» Direction
Reproduce each of the following records line for line, without changing anything.

» Materials provided
>>

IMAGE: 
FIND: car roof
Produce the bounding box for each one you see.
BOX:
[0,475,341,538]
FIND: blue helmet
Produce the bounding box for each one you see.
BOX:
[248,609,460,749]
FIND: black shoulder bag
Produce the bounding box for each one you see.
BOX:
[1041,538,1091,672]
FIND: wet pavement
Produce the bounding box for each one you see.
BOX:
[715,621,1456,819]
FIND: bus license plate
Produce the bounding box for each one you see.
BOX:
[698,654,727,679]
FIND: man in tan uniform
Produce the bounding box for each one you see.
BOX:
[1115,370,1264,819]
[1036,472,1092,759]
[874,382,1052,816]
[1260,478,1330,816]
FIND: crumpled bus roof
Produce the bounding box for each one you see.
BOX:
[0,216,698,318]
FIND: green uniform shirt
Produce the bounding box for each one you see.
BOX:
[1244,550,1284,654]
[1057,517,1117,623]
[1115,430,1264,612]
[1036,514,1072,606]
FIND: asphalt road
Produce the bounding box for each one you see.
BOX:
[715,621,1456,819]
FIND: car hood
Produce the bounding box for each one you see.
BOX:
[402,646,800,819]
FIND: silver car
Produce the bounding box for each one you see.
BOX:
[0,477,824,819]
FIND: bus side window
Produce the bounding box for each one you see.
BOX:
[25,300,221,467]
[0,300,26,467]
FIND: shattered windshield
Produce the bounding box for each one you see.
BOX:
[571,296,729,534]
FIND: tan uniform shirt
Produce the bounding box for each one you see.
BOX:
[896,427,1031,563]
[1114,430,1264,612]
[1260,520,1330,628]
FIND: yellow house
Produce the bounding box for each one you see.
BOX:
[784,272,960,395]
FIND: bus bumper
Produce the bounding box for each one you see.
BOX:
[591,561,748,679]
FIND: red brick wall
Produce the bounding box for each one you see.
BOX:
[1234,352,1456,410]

<<

» Task output
IMAGE: 
FIND: car roof
Produce the bounding box for each one you see.
BOX:
[0,475,341,538]
FIND: blue helmet
Produce the bounding box for each one you see.
BOX:
[248,609,460,749]
FIND: black shoulder bag
Produce the bounding box for each one you see.
BOX:
[1041,538,1091,672]
FIND: wet pavement
Produce the bounding box for each one you see.
BOX:
[715,621,1456,819]
FIND: bus license plate
Produce the bounding box for each one you see.
BOX:
[698,654,727,679]
FIND: man in tan uniform
Produce the bounding box for each one you see.
BOX:
[1115,370,1264,819]
[1036,472,1092,759]
[874,382,1052,816]
[1260,478,1330,816]
FIND: crumpled bus roof
Produce the bounding box for each one you see.
BOX:
[0,216,698,318]
FIND: green uniform shirt
Produce the bounding box for each one you see.
BOX:
[1244,550,1284,654]
[1057,517,1117,623]
[1115,430,1264,612]
[1036,514,1072,606]
FIND: asphalt road
Produce the bounding box for each one you see.
BOX:
[715,621,1456,819]
FIND: car hood
Produce the bounding box for each one you see.
BOX:
[402,646,800,819]
FIND: silver car
Produce the bounding box for each one you see.
BOX:
[0,477,824,819]
FIND: bus side window
Produce the bounding box for each one you see.
BOX:
[25,300,221,467]
[0,300,26,467]
FIND: shattered windshield
Produce the bounding box for each one you see.
BOX:
[571,296,729,534]
FIND: tan uniform shirt
Produce the bounding box for each one you see.
BOX:
[896,427,1031,563]
[1114,430,1264,612]
[1260,520,1330,628]
FIND: yellow house
Produce the bounding box for each one you see.
BOX:
[784,272,960,395]
FIND: bus bumper
Produce the bounding box for each one you see.
BOX:
[591,561,748,679]
FIND: red brick wall
Produce the bounding box for each one you see.
BOX:
[1234,352,1456,410]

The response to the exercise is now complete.